• [PROBLEM REQUIREMENTS] Reproduce the listing below from the line containing "[tag] polished wooden" through the final line of the listing, both ends included and request lines unchanged, offsetting each answer coordinate pair by adding 40 to both its x and y values.

•••

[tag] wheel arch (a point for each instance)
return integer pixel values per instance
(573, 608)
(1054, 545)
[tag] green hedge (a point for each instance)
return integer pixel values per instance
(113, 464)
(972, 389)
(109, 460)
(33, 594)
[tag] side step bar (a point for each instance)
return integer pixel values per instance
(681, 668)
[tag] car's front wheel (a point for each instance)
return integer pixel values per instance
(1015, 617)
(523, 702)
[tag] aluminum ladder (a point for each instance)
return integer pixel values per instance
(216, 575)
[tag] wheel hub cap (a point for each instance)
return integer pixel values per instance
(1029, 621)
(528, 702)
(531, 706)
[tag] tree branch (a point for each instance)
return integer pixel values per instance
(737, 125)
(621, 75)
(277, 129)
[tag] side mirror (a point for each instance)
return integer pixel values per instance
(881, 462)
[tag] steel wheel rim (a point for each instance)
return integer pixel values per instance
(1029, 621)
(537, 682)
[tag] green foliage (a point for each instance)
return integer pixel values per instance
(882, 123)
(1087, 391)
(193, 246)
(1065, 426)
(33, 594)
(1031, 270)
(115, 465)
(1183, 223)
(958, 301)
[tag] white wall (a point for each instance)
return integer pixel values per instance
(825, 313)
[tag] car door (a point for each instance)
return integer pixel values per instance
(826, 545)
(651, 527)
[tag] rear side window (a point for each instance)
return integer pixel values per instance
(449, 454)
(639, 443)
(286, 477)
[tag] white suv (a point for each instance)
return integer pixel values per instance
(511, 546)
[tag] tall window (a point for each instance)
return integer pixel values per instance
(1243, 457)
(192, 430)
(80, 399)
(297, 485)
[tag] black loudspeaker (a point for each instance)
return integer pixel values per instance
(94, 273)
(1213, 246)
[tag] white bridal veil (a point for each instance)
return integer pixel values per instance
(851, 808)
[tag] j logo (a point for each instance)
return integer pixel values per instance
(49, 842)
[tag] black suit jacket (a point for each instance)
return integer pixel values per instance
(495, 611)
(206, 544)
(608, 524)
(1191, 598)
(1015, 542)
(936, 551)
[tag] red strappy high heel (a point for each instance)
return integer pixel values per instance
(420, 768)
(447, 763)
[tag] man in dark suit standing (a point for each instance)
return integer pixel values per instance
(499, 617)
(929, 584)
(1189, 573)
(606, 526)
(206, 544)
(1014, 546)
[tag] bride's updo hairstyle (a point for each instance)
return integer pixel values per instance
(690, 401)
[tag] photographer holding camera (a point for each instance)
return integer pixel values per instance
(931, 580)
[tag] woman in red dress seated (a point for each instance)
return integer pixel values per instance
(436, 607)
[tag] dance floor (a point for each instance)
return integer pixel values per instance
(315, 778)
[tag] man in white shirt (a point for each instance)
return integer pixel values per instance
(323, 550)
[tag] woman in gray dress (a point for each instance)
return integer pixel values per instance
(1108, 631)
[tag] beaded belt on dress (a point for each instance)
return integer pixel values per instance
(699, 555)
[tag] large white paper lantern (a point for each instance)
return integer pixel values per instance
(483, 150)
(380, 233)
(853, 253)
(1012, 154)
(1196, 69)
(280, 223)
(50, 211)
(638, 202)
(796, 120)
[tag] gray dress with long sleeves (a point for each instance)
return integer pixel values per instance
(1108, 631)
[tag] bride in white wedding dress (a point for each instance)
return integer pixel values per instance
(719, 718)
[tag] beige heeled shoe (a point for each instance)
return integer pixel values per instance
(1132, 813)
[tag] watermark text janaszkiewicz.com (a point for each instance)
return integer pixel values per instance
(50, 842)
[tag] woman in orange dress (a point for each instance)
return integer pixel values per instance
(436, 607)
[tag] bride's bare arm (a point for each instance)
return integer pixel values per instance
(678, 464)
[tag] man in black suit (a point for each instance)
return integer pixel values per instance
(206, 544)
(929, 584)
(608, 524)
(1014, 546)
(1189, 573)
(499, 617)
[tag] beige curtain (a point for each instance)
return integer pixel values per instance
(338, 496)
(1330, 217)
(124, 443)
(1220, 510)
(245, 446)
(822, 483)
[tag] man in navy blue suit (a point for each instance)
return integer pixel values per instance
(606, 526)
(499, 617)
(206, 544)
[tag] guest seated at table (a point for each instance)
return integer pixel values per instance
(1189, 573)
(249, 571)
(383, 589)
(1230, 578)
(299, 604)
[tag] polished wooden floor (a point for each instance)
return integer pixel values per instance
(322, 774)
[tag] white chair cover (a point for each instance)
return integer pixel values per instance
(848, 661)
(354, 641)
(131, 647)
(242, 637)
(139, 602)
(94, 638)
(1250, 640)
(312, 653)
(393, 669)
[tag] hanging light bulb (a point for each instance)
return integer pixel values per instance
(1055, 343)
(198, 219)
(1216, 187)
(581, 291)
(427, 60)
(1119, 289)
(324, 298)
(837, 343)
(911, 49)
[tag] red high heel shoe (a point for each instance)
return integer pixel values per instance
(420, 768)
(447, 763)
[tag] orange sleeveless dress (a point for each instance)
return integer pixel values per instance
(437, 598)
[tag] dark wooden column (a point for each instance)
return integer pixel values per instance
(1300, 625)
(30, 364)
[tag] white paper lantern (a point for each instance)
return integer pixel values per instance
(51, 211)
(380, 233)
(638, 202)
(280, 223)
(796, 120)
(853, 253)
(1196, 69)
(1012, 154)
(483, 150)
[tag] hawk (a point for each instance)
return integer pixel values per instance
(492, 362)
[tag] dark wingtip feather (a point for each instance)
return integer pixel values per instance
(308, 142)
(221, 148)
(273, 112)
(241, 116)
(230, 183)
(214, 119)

•••

• [SOLUTION]
[tag] polished wooden floor (a point for each instance)
return integer pixel values per instance
(362, 814)
[tag] white chair cover (a point for each instance)
return integer pixel values per instance
(888, 701)
(394, 681)
(171, 687)
(282, 677)
(179, 642)
(134, 678)
(1290, 680)
(352, 693)
(433, 709)
[tag] hanging light bulb (a point for each instance)
return integer pixel values per instance
(1095, 383)
(238, 259)
(1256, 227)
(621, 331)
(467, 100)
(1159, 329)
(364, 338)
(877, 383)
(951, 89)
[tag] red high heel shoe (a point for each instance)
return integer pixel values per instance
(460, 808)
(487, 803)
[tag] orange sleeveless dress (a point for each instance)
return integer pixel values per instance
(477, 638)
[tag] dark wooden column (a point for each instance)
return integer pixel values per instance
(1340, 665)
(70, 404)
[tag] white paper lantern (a point for each instance)
return integer pixel values per instance
(91, 251)
(420, 273)
(678, 242)
(320, 263)
(836, 160)
(893, 293)
(1236, 109)
(1052, 194)
(523, 190)
[tag] hawk (a point for each instance)
return integer pixel values per instance
(532, 402)
[tag] dark wingtip feather (a point for each instance)
return integer pixel values per instance
(348, 182)
(261, 188)
(313, 152)
(281, 156)
(270, 223)
(254, 159)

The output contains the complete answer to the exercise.